* Extract to read *
Saturday, April 24, 2010

13 Months.

Yes, our wedding is 13 months away. I agree, this is a long time and I wish it were not so far away, but it is what it is for many reasons.

As I mentioned in my previos post, there are certain people in my family who are questioning why we have to wait so long, and when I give them the most obvious answer, which is that we need time to save money and plan the whole thing, they then question why we have to have an expensive wedding at all. "Why don't you just elope in Vegas?" "Why don't you just go to the courthouse?" My response to this now is, "why can't we celebrate one of the happiest and momentous occasions of our life with the people who are most important to us??" I don't believe there is anything wrong with that...and the only downside of it is the reality that, in our society, celebrating with family and friends = money. BUT, for the record, we are having a very small, intimate wedding which will cost about 1/4 the cost of the average American wedding.

So yes, our wedding is going to cost some money and it will take a collaboration of ourselves, our families and friends to make it happen...but this is just how the world works. Weddings cost money, food costs money, everything costs money. Yes, we could chuck all the plans out the window and run down to the courthouse without spending more than $60 for the marriage liscence. And for some people that is an excellent choice and fits them and their relationship very well. But not us. And this is why:

We see marriage as a very sacred, very important step in our lives. As everyone knows, Pete and I already live together. We already have a life and family together. Getting married will not change any of this. We are choosing to get married because we both value the importance and sacredness of making vows to each other that solidify our love and our family for the rest of our lives. And we both feel that those vows deserve to be witnessed by the people who love us. We have already made plans for our future together, we have already promised to love each other through thick and thin no matter what. But we feel that our promises of marriage deserve to be shouted to the world and celebrated. That is what weddings are all about.

I won't lie...I have questioned Pete several times in the midst of "wedding stress" if we should just elope. We have discussed it and considered it greatly. But every time, we come back to the same sentiments that I just wrote above. We don't want an overpriced meal, pointless flowers and an enoumous guest list that will forget about our cookie-cutter wedding a year later. We want a true celebration of our marriage, and that is worth every penny in our eyes (more to come about the celebration in the "Why Vegas?" post).

So why 13 months?

* Collected material *
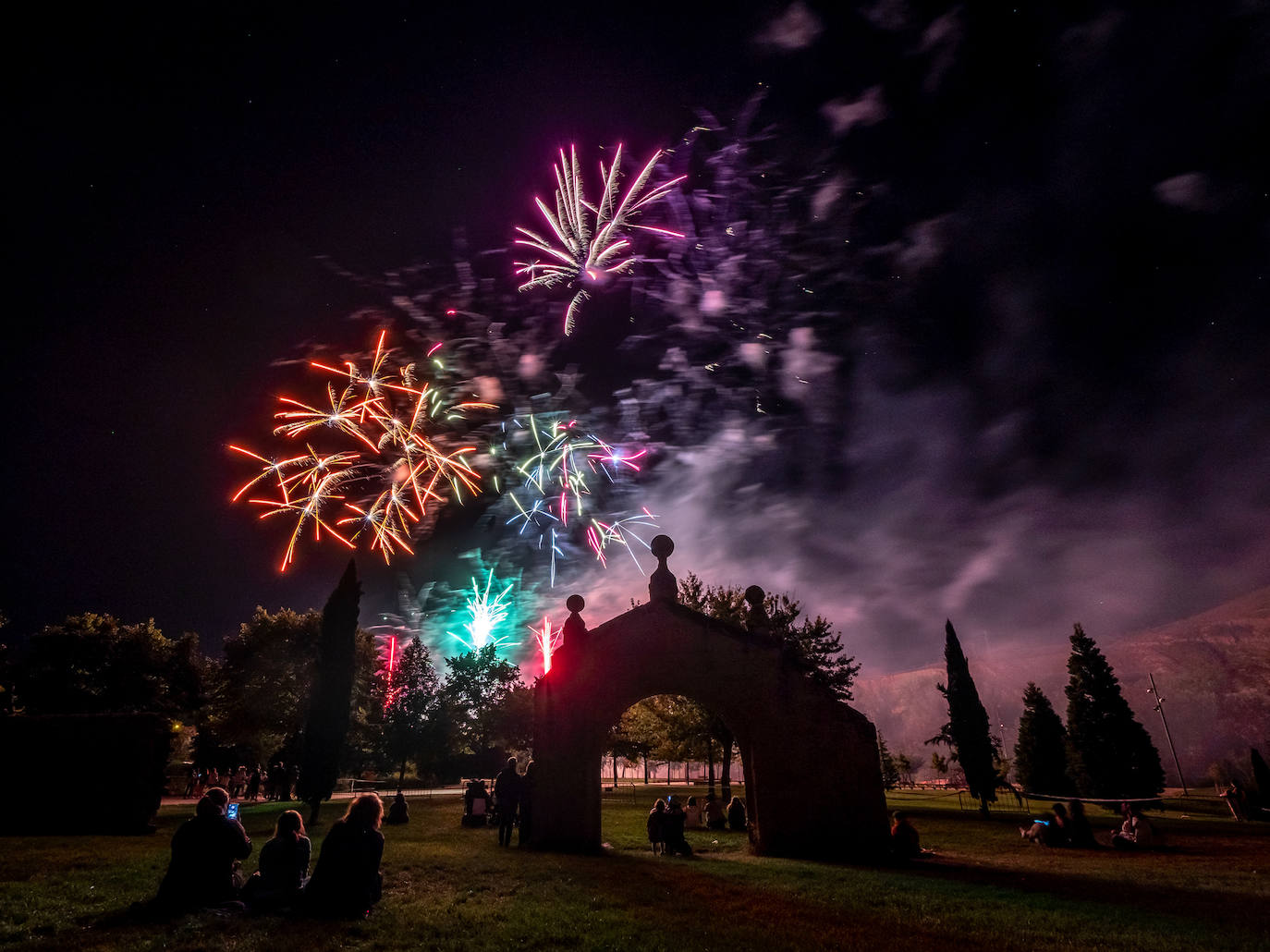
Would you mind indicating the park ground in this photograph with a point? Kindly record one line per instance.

* Exercise *
Render this sentence from the wedding blog post above into Spanish: "We see marriage as a very sacred, very important step in our lives."

* Final result *
Vemos el matrimonio como un paso muy sagrado y muy importante en nuestras vidas.